# [YOUR INSTRUCTIONS]
Could you repeat the records below exactly, leaving out any pictures?
---------- SOURCE RECORDS ----------
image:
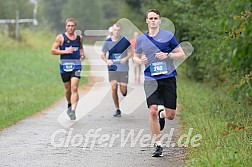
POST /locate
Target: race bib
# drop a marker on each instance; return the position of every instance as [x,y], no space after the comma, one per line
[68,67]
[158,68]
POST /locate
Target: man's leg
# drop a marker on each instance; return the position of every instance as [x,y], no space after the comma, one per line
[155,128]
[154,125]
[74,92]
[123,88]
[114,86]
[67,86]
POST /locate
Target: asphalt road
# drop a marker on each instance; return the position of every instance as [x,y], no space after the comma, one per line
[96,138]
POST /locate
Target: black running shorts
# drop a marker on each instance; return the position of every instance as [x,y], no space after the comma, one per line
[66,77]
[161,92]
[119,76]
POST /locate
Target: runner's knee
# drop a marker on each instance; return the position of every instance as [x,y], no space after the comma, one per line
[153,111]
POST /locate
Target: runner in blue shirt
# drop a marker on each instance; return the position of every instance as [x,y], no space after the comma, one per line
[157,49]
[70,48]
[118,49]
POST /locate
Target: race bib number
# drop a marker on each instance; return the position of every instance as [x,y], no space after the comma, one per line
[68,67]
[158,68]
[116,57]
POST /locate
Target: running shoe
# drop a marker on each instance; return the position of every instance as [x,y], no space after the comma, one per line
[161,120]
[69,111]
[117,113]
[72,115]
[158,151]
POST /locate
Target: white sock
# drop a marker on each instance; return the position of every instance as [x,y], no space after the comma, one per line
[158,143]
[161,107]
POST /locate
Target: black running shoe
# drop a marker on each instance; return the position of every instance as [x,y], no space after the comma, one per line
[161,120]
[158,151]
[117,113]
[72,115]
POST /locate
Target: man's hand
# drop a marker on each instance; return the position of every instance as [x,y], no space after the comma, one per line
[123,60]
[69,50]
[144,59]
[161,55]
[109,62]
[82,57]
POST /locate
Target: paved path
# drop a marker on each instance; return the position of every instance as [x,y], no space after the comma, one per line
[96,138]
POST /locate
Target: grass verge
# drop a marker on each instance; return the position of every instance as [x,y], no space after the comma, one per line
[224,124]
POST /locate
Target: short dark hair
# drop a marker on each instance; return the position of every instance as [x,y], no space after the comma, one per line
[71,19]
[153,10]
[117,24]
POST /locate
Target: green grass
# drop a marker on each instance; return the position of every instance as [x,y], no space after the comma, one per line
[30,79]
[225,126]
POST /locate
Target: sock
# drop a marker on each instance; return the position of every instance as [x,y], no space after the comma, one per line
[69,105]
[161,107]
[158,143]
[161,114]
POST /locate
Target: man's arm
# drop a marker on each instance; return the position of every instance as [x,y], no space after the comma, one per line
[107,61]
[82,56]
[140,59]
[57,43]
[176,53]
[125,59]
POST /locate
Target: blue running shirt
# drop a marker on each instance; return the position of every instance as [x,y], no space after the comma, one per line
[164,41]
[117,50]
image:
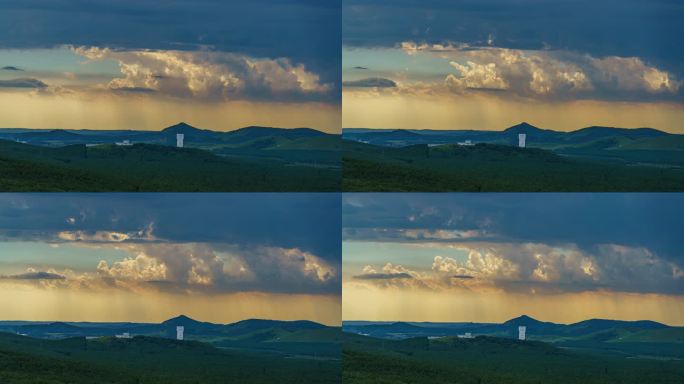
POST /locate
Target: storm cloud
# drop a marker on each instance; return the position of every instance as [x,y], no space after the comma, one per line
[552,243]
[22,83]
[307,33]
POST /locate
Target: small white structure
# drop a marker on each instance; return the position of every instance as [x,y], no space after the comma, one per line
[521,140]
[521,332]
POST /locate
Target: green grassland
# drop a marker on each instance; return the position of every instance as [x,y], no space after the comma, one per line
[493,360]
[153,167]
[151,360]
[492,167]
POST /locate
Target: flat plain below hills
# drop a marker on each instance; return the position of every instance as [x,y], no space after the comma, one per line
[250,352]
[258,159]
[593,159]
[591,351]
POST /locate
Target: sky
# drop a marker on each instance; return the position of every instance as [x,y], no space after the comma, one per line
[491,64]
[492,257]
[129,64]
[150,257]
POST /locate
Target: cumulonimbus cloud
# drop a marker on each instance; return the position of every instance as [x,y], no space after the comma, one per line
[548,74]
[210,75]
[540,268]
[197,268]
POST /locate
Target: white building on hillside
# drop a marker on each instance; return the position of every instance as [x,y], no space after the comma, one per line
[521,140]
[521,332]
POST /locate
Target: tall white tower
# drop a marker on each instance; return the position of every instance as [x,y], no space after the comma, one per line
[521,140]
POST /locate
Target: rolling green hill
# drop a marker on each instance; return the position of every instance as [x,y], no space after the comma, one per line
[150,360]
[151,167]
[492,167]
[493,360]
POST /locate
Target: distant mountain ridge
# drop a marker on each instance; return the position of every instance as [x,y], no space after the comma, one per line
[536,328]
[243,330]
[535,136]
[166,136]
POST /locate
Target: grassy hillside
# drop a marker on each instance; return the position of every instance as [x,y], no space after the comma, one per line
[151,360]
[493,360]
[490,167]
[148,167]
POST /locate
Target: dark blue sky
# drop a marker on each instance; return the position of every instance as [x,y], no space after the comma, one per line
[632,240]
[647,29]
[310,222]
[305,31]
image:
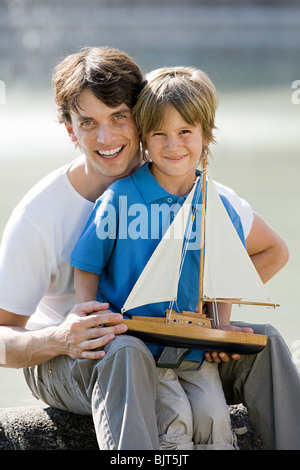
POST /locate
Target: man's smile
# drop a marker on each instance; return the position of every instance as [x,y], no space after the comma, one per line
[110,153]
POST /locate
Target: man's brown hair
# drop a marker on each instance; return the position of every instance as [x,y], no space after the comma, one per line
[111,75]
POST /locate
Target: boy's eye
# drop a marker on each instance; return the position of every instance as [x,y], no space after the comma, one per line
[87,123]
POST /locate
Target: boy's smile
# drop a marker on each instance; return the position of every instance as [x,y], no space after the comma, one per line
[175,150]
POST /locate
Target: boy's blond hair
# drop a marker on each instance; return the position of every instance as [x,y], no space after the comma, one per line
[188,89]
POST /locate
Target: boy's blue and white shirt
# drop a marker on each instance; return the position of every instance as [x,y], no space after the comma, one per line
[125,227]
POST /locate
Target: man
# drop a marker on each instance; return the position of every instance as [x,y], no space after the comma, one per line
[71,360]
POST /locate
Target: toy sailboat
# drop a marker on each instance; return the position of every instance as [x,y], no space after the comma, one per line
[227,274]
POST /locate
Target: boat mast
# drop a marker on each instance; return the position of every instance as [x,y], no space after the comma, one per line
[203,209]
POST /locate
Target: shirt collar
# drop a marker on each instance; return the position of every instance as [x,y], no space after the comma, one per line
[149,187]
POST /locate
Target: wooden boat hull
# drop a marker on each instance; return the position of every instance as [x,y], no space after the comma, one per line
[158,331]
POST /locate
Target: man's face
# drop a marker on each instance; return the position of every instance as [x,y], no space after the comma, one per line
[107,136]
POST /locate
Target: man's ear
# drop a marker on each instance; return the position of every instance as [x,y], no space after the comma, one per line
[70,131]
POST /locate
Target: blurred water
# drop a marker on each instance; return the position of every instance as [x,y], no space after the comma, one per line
----------
# [COMPLETED EXERCISE]
image:
POST /locate
Target: race bib
# drop a marker on each instance; return the position of every instance as [x,y], no space after the comma, one per line
[68,67]
[158,68]
POST /locate
Target: man's leg
# drop a marker on each instance; return the position of every instance as [x,y], no space after the comma, one per line
[155,128]
[154,125]
[74,92]
[123,88]
[114,86]
[67,86]
POST /locate
Target: asphalt road
# drop a marker on each instance; return the position of every instance as [x,y], no space after the comma, one per line
[96,138]
POST /locate
Target: black running shorts
# drop a marker on each instance; return the position of every instance as [x,y], no space after the comma, one per line
[66,77]
[161,92]
[119,76]
POST /locate
Target: runner's knee
# drop a marker on each instance; return the position of every instance as [x,y], no space after the comma, one per line
[153,111]
POST /locate
Target: runner in blue shirt
# drop a marker on each instance; return the position of every instance as [x,y], no space after the comma, one per line
[157,49]
[70,48]
[118,49]
POST /locate
Target: race bib number
# drop a marker on each instance; return the position of every instance as [x,y], no space after the comma, one per line
[68,67]
[158,68]
[116,57]
POST /locate
Target: running shoe
# drop a marker on each instance; return the position of every instance as [x,y], no space after the comma, one per line
[161,120]
[69,111]
[117,113]
[72,115]
[158,151]
POST /locate
Target: white sock
# drop a marker on each instance; return the position of every instance as [x,y], no space after the comma, one per line
[158,143]
[161,107]
POST /locate
Target: black running shoe
# drop a marker on each instance; return the position of every instance as [x,y], no space after the comma, one per line
[161,120]
[158,151]
[117,113]
[72,115]
POST /locate
Target: man's hand
# drop a marker on each instance; return the position of every instance as [x,y], no space after the comma, one per line
[123,60]
[69,50]
[144,59]
[161,55]
[109,62]
[82,57]
POST /locate
Target: paved path
# drop a marker on each instance; return the position of every instance as [x,y], no space after the comma, one per line
[96,138]
POST /locate
Target: grass verge
# drop a marker on each instance; return the position of every instance as [x,y], no space after the comma, one per line
[224,124]
POST /locate
Target: short dark hair
# drop a marker on each instance; return the position of every instance as [x,y], no space after the comma, one per line
[71,19]
[153,10]
[117,24]
POST /locate
Target: green grass
# drop a marker on each instance; return the position of every instance as [x,y], no space after the comma, one per line
[30,79]
[225,126]
POST /locate
Target: sock
# drop a marker on each instance; return the position of every instance as [x,y], no space after the comma, one per line
[69,105]
[161,107]
[158,143]
[161,114]
POST /locate
Target: man's arm
# drop a marker on each instance; return the position of every instance as [x,y], no space after the comma, one per line
[107,61]
[82,56]
[140,59]
[57,43]
[176,53]
[125,59]
POST /locate
Target: blue running shirt
# drop a marker on each instance; return the position of every instance as [x,y], no space after the comma, one per line
[164,41]
[117,50]
image:
POST /locate
Target: storm cloud
# drop a marker on each instance; return the position of every instance as [x,y], no space after the comma, one per line
[552,243]
[22,83]
[307,33]
POST /locate
Target: small white structure
# drop a marker on each instance; return the position of every instance as [x,y], no space after the comma, one per line
[521,140]
[521,332]
POST /locate
Target: green grassland
# drop a marker on each instance; return the position of every instance as [x,y], no space after the comma, one per line
[493,360]
[153,167]
[151,360]
[492,167]
POST /locate
Target: flat plain below hills
# drop a marker on each instance; return the position of every instance as [x,y], no space after the comma, one per line
[250,352]
[258,159]
[593,159]
[591,351]
POST /locate
Target: sky
# drop a marker on each instance; return the position of every instance as [x,y], no space after the comma, one per line
[491,64]
[492,257]
[129,64]
[150,257]
POST /locate
Target: cumulonimbus cloud
# drop a marker on each instance; return the position of every instance as [x,y], no space after the comma, one per line
[548,74]
[210,75]
[540,268]
[197,268]
POST /locate
Target: white building on hillside
# drop a marker on each instance; return the position of every instance as [x,y], no space after the comma, one per line
[521,140]
[521,332]
POST /locate
Target: tall white tower
# drop a marker on each instance; return the position of every instance as [x,y], no space after the comma, one per line
[521,140]
POST /locate
Target: rolling green hill
# drop a marker on each instance; return the position of every instance as [x,y], no space after the comma, one per line
[150,360]
[151,167]
[492,167]
[493,360]
POST /locate
Target: distant mountain ridge
# drop a marker on each instance; return the position of every instance as [x,y], no space after the comma, one per line
[536,328]
[243,330]
[535,136]
[166,136]
POST /locate
Target: grassy hillside
# drop a marker on each instance; return the position of every instance as [x,y], no space after the comma, one per line
[151,360]
[493,360]
[490,167]
[148,167]
POST /locate
Target: dark blue sky
# drop a marker on each instance; return the position of every instance as [x,y], no space after the comma, one per line
[632,240]
[647,29]
[310,222]
[305,31]
image:
POST /locate
Target: man's smile
# drop a marker on each instance; return the position of every instance as [x,y], no space after the comma, one per line
[110,153]
POST /locate
Target: man's brown hair
# drop a marker on each instance; return the position of every instance as [x,y], no space after the comma, one per line
[111,75]
POST /locate
Target: boy's eye
# drop a marker on each instance; return the position of every instance as [x,y], no space after the comma, one per line
[87,123]
POST /locate
Target: boy's smile
# drop a marker on each instance; return the position of every instance as [x,y], no space after the comma, one per line
[175,150]
POST /locate
Target: boy's blond hair
# drop a marker on each instance; return the position of every instance as [x,y], no space after the comma, one per line
[188,89]
POST /locate
Target: boy's blue and white shirt
# drop a marker on each instance; return the position of every instance as [x,y], no space after the comma, one per line
[125,227]
POST /locate
Target: man
# drop a marker on each instance; return the position of every instance as [x,y], no space after the comma, one per line
[71,360]
POST /locate
Target: toy sailboat
# drop a marker on each instance; return the position of every instance as [x,y], no space after the comma, one per line
[227,274]
POST /locate
Target: boat mast
# drop a marker on each instance; return the position of every instance as [x,y], no space after the comma, one per line
[203,209]
POST /locate
Target: shirt collar
# drop a marker on each instance; return the position of every instance as [x,y], no space after the comma, one per line
[149,187]
POST /locate
Target: wooden boat hull
# drop a marker on each instance; return the position of every instance as [x,y], no space after the comma, one per line
[158,331]
POST /locate
Target: man's face
# drop a marker on each instance; return the position of every instance as [x,y], no space after the comma, one per line
[107,136]
POST /locate
Target: man's ear
# drop a marker on each instance; return the position of every instance as [x,y], no space after the comma, one per line
[70,131]
POST /locate
Target: blurred water
# drop a marker on each instance; return the position of every instance as [x,y], no space after the comma, one per line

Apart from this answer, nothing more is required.